* [Exercise instructions]
Give the count of lines in the entries below that contain the string "person", and only that count.

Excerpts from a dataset
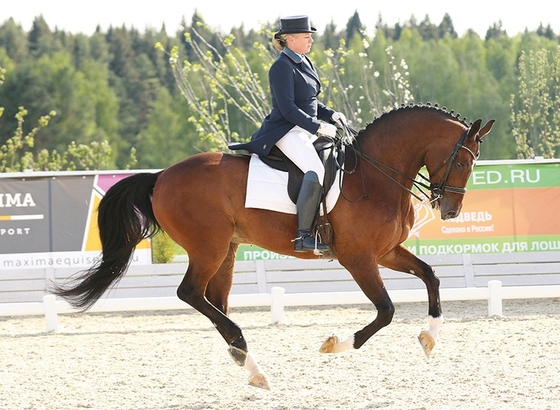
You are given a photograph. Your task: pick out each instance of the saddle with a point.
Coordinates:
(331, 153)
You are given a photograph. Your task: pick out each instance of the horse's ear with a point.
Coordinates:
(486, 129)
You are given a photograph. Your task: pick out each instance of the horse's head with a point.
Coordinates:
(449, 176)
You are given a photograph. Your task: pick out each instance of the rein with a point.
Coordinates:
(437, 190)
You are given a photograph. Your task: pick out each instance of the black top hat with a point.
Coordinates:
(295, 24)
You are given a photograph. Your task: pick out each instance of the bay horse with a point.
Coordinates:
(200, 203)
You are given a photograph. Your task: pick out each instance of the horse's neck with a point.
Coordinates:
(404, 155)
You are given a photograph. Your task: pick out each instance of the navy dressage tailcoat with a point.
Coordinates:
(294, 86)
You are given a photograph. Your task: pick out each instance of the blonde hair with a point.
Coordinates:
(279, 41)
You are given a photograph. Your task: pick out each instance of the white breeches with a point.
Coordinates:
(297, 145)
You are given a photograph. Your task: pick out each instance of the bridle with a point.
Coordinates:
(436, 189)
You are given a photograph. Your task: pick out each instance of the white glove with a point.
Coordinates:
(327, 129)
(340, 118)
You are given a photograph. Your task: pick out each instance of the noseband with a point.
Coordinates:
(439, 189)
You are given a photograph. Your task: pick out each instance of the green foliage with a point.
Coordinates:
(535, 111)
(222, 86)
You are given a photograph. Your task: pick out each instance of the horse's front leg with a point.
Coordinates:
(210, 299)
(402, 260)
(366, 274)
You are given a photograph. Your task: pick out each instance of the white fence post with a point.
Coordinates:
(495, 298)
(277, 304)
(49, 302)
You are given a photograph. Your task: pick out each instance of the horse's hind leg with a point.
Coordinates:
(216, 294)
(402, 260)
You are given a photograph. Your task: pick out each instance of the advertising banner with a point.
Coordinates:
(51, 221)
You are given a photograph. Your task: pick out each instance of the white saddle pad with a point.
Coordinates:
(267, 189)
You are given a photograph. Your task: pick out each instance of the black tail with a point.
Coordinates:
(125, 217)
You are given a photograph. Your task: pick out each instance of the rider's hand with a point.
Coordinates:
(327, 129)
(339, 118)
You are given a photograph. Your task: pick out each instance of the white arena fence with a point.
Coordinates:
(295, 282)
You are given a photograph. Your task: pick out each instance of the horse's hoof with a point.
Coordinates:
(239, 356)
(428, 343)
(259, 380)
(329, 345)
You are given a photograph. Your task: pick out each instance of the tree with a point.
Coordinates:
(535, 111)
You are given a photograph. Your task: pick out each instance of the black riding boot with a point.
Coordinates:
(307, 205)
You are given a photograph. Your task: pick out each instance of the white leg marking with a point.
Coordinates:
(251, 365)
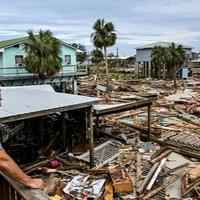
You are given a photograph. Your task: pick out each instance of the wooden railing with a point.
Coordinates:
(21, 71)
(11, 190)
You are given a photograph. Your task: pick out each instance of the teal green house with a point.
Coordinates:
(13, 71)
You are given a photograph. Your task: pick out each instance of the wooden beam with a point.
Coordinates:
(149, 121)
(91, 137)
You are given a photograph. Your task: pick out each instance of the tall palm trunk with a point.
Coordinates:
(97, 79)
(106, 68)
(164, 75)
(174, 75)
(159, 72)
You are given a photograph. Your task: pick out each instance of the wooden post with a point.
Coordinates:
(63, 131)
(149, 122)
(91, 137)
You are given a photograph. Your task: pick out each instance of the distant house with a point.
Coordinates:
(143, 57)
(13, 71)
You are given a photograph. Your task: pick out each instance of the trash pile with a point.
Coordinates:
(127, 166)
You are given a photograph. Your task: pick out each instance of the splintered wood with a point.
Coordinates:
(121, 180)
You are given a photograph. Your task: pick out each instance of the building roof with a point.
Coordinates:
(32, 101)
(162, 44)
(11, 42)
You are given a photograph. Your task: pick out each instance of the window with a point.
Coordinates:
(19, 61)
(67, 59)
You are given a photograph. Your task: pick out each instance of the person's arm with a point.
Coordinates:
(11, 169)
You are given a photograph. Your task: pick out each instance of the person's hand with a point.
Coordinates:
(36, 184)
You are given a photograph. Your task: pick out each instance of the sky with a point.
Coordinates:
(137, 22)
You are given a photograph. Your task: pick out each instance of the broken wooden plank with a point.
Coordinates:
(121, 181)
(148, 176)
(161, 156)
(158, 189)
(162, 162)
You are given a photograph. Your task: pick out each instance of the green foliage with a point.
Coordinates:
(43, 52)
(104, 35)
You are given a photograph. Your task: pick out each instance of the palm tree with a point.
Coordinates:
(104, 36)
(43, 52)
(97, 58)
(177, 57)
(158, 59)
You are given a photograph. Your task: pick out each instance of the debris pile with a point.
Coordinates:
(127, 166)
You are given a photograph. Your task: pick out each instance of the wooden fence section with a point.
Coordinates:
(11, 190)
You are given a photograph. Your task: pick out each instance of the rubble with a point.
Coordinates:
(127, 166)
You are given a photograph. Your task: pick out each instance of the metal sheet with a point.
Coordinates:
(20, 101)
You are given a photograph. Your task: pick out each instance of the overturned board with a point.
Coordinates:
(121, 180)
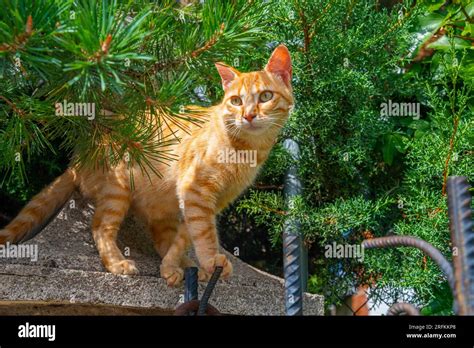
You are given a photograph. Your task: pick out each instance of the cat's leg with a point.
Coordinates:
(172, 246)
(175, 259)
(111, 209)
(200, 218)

* [Answer box]
2